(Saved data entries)
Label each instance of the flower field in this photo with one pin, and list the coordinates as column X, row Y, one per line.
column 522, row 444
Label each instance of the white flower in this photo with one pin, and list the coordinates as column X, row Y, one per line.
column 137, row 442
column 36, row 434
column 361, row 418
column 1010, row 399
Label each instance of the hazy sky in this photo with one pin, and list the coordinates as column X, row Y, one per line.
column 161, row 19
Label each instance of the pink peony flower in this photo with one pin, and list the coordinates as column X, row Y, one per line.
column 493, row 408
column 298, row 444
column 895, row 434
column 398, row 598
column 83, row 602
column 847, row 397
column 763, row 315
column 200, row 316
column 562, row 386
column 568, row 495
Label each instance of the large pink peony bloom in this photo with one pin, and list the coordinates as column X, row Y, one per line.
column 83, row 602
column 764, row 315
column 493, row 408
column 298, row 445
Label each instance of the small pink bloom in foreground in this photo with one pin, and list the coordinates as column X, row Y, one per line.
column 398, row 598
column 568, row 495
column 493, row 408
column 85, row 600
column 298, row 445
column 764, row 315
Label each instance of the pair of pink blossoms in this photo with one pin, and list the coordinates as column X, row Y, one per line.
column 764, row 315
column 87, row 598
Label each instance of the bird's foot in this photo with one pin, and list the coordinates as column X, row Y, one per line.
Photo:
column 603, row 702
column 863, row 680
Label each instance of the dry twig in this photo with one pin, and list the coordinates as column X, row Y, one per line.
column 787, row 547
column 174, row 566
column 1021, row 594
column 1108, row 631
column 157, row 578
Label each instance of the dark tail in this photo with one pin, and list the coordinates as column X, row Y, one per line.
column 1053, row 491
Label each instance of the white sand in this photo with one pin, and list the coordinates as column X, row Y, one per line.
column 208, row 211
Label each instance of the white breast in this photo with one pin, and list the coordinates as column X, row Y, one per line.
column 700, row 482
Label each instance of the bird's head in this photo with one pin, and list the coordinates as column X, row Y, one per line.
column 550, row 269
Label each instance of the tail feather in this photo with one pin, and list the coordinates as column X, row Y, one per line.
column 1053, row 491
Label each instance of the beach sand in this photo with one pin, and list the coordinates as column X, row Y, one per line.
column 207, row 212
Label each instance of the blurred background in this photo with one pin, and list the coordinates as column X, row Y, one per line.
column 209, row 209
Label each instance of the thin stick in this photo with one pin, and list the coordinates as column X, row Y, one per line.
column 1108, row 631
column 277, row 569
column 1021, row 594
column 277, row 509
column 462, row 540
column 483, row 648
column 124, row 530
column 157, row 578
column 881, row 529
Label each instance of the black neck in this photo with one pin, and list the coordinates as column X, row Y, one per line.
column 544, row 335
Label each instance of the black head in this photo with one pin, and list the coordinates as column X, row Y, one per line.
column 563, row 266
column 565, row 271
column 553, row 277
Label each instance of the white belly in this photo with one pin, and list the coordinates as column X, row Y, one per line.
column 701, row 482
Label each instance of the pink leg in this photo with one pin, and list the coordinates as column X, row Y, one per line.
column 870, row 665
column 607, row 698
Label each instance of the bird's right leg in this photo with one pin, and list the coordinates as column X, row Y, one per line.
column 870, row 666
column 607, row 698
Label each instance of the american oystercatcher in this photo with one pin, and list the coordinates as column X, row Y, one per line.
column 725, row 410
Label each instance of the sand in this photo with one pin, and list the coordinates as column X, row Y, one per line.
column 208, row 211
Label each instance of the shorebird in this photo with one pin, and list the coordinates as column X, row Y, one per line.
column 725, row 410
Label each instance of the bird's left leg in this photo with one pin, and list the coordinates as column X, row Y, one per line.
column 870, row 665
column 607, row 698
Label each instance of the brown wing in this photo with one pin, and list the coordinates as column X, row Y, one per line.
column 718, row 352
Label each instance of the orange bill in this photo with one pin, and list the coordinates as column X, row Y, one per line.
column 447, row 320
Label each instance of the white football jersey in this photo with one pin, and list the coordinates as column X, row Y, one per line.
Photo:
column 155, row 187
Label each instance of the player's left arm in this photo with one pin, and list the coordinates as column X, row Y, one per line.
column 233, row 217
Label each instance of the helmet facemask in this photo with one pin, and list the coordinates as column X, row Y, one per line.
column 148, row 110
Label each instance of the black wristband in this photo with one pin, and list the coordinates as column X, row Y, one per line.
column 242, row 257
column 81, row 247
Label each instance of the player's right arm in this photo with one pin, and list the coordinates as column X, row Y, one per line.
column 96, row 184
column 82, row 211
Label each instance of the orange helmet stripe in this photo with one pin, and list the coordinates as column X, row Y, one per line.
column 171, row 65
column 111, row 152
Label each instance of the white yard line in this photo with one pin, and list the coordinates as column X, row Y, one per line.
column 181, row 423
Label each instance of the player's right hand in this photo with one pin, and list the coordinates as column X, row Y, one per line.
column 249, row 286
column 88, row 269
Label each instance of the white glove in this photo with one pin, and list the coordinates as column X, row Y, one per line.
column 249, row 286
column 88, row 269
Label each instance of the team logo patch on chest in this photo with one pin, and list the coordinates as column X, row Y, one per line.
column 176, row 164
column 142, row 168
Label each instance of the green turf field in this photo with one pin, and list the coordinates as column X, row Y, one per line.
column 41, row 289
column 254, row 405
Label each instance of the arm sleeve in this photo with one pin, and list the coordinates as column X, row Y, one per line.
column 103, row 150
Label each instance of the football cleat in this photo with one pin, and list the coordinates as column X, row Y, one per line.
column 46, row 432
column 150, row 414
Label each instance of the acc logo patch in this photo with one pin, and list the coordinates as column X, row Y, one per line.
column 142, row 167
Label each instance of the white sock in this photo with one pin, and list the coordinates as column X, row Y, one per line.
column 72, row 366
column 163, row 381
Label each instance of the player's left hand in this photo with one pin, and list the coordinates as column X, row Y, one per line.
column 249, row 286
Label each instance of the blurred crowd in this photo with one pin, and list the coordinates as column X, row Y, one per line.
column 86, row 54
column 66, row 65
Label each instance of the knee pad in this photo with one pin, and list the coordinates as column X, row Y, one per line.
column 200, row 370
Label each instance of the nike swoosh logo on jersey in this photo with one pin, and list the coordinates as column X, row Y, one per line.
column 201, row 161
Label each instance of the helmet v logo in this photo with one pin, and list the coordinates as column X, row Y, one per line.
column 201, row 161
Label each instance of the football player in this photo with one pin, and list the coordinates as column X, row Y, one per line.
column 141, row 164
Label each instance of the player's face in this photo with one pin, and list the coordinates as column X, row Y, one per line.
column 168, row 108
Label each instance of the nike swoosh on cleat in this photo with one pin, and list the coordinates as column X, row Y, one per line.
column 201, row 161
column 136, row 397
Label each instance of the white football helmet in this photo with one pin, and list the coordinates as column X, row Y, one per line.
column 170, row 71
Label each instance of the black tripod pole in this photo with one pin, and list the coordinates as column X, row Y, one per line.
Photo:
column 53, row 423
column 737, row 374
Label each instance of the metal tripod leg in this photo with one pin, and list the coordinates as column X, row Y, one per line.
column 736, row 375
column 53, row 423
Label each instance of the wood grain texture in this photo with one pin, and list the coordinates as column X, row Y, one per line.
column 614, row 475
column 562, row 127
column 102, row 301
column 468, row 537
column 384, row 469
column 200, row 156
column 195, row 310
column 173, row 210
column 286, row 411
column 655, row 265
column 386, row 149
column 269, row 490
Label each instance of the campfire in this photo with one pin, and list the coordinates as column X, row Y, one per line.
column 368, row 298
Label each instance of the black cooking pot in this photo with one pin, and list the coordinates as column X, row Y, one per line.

#### ACTION ITEM
Whatever the entries above contain, reproduce all of them exactly.

#### TASK RESULT
Label each instance of the flower field in this photo with one pin, and list the coordinates as column X, row Y, one per line.
column 522, row 444
Label each instance of the white flower in this photo with one pin, and list the coordinates as column X, row Y, one per line.
column 137, row 442
column 36, row 434
column 361, row 418
column 1010, row 399
Label each instance of the hazy sky in this photo with one pin, and list the coordinates as column X, row Y, one per line.
column 161, row 19
Label each instance of the pink peony flower in this photo with one pin, and list the coordinates as column X, row Y, one per line.
column 493, row 408
column 298, row 444
column 895, row 434
column 398, row 598
column 83, row 602
column 847, row 397
column 763, row 315
column 200, row 316
column 562, row 386
column 568, row 495
Label each instance of the large pink peony bloom in this photo with one pin, and list the coordinates as column X, row Y, one per line.
column 83, row 602
column 764, row 315
column 493, row 408
column 298, row 445
Label each instance of the small pink bloom in foreground in this photo with one pin, and list the coordinates as column X, row Y, one per line.
column 398, row 598
column 568, row 495
column 493, row 408
column 85, row 600
column 298, row 445
column 764, row 315
Label each instance of the pair of pink blossoms in this photo with one pin, and list the coordinates as column X, row Y, one per line.
column 764, row 315
column 87, row 598
Label each instance of the bird's foot in this photo with one pin, and list the coordinates as column X, row Y, one per line.
Photo:
column 603, row 702
column 863, row 680
Label each instance of the dry twig in this photo with one pin, and list the coordinates as column X, row Y, one per line.
column 787, row 547
column 174, row 566
column 1021, row 594
column 1108, row 631
column 157, row 578
Label each instance of the dark tail in this photo with one pin, and list the coordinates as column X, row Y, one per line.
column 1053, row 491
Label each instance of the white sand in this photo with one pin, and list the coordinates as column X, row Y, one per line.
column 208, row 211
Label each instance of the white breast in this photo with one pin, and list the coordinates as column X, row Y, one per line.
column 700, row 482
Label each instance of the bird's head in this photo with one pin, and list the coordinates as column X, row Y, one per line.
column 550, row 269
Label each instance of the tail feather in this photo with one pin, and list the coordinates as column X, row Y, one per line.
column 1053, row 491
Label each instance of the beach sand in this photo with one pin, and list the coordinates as column X, row Y, one per line.
column 207, row 212
Label each instance of the blurred background in this photo with one pin, and list the coordinates as column X, row Y, one per line.
column 209, row 209
Label each instance of the thin stick in this photo with one pin, and list the coordinates as column X, row Y, one per line.
column 1108, row 631
column 277, row 569
column 1021, row 594
column 277, row 509
column 462, row 540
column 483, row 648
column 124, row 530
column 157, row 578
column 881, row 529
Label each instance of the black neck in this photo with one pin, and list the coordinates as column X, row Y, one per line.
column 544, row 335
Label each instance of the black head in this photo with one pin, and list the coordinates as column X, row Y, one per line.
column 563, row 266
column 565, row 271
column 553, row 277
Label each instance of the white belly in this photo with one pin, and list the coordinates as column X, row Y, one per line.
column 701, row 482
Label each instance of the pink leg in this photo with one pin, and list the coordinates as column X, row Y, one per line.
column 870, row 665
column 607, row 698
Label each instance of the bird's right leg in this photo with one pin, and list the coordinates as column X, row Y, one per line.
column 870, row 666
column 607, row 698
Label each instance of the american oystercatcher in this photo with one pin, and list the coordinates as column X, row Y, one per line.
column 725, row 410
Label each instance of the sand in this photo with one pin, and list the coordinates as column X, row Y, one per line.
column 208, row 211
Label each instance of the shorebird in this photo with one pin, and list the coordinates as column X, row Y, one per line.
column 725, row 410
Label each instance of the bird's left leg in this photo with one pin, and list the coordinates as column X, row Y, one per line.
column 870, row 665
column 607, row 698
Label each instance of the brown wing in this photo with one pin, and list the coordinates as column X, row Y, one per line.
column 718, row 352
Label each instance of the orange bill in this photo with one pin, and list the coordinates as column X, row Y, one per line.
column 447, row 320
Label each instance of the white football jersey in this photo with one pin, and list the coordinates as column X, row Y, one per line.
Photo:
column 155, row 187
Label each instance of the player's left arm in this photo with one pin, and list the coordinates as column X, row Y, one per line.
column 233, row 217
Label each instance of the helmet facemask in this photo with one pin, and list the coordinates as column X, row Y, one per line.
column 148, row 110
Label each instance of the black wristband in this photo with one pin, and list the coordinates as column X, row Y, one per line.
column 242, row 257
column 81, row 247
Label each instance of the player's right arm in this photo with one pin, and list the coordinates as column X, row Y, one per line.
column 96, row 184
column 82, row 211
Label each instance of the orange helmet stripe in this photo with one pin, and list the coordinates as column X, row Y, one per line.
column 171, row 65
column 111, row 152
Label each instance of the white yard line in this photo with one pin, and list the coordinates as column X, row Y, one per line.
column 181, row 423
Label each instance of the player's right hand in this photo with one pin, and list the coordinates as column X, row Y, one per line.
column 249, row 286
column 88, row 269
Label each instance of the white glove in this photo with one pin, and list the coordinates as column X, row Y, one per line.
column 249, row 286
column 88, row 269
Label each instance of the team logo patch on chest in this photo with one pin, and list the coordinates as column X, row Y, one per line.
column 176, row 164
column 142, row 168
Label each instance of the green turf field in this photo with one pin, and list the coordinates as column X, row Y, one per line.
column 41, row 289
column 254, row 405
Label each instance of the arm sleeve in this photo with one pin, and list the coordinates as column X, row Y, one per line.
column 103, row 150
Label each instance of the football cleat in this photo with one pin, and list the coordinates as column X, row Y, one per line.
column 46, row 432
column 150, row 414
Label each instance of the acc logo patch in this photo with one pin, and list the coordinates as column X, row Y, one per line.
column 142, row 167
Label each instance of the white sock in this photo with one pin, and list the coordinates as column X, row Y, one per line.
column 72, row 366
column 163, row 381
Label each instance of the player's left hand in this photo with one pin, and list the coordinates as column X, row Y, one per line.
column 249, row 286
Label each instance of the blurred crowd in this photo with one pin, and list the coordinates as column X, row Y, one per line.
column 86, row 54
column 66, row 65
Label each instance of the knee pad in this photo with one pin, and list the coordinates as column X, row Y, one per line.
column 200, row 370
Label each instance of the nike swoosh logo on jersey in this photo with one pin, and list the coordinates as column X, row Y, one per line.
column 201, row 161
Label each instance of the helmet v logo in this photo with one pin, and list the coordinates as column X, row Y, one per line.
column 201, row 161
Label each instance of the football player in this photo with one pin, and list the coordinates as column X, row Y, one per line.
column 141, row 164
Label each instance of the player's face in this photo with one pin, and list the coordinates as column X, row Y, one per line.
column 168, row 108
Label each instance of the nike swoosh on cleat in this photo with one pin, and list the coordinates as column X, row Y, one per line.
column 201, row 161
column 136, row 397
Label each instance of the white football helmet in this photo with one pin, and list the coordinates as column X, row Y, one per line.
column 170, row 71
Label each instance of the black tripod pole in this photo with one pin, and list the coordinates as column X, row Y, one per line.
Photo:
column 53, row 423
column 737, row 374
Label each instance of the metal tripod leg in this photo with one pin, and list the coordinates as column X, row Y, one per line.
column 736, row 375
column 53, row 423
Label each instance of the wood grain texture in this photo with one pin, and list the coordinates as column X, row Y, one per line.
column 614, row 475
column 562, row 127
column 102, row 301
column 468, row 537
column 384, row 469
column 200, row 156
column 195, row 310
column 173, row 210
column 286, row 411
column 655, row 265
column 386, row 149
column 269, row 490
Label each instance of the campfire in this photo with one pin, and list the coordinates as column X, row Y, one per line.
column 368, row 298
Label each instance of the black cooking pot in this photo with one pin, and list the coordinates as column X, row Y, one per line.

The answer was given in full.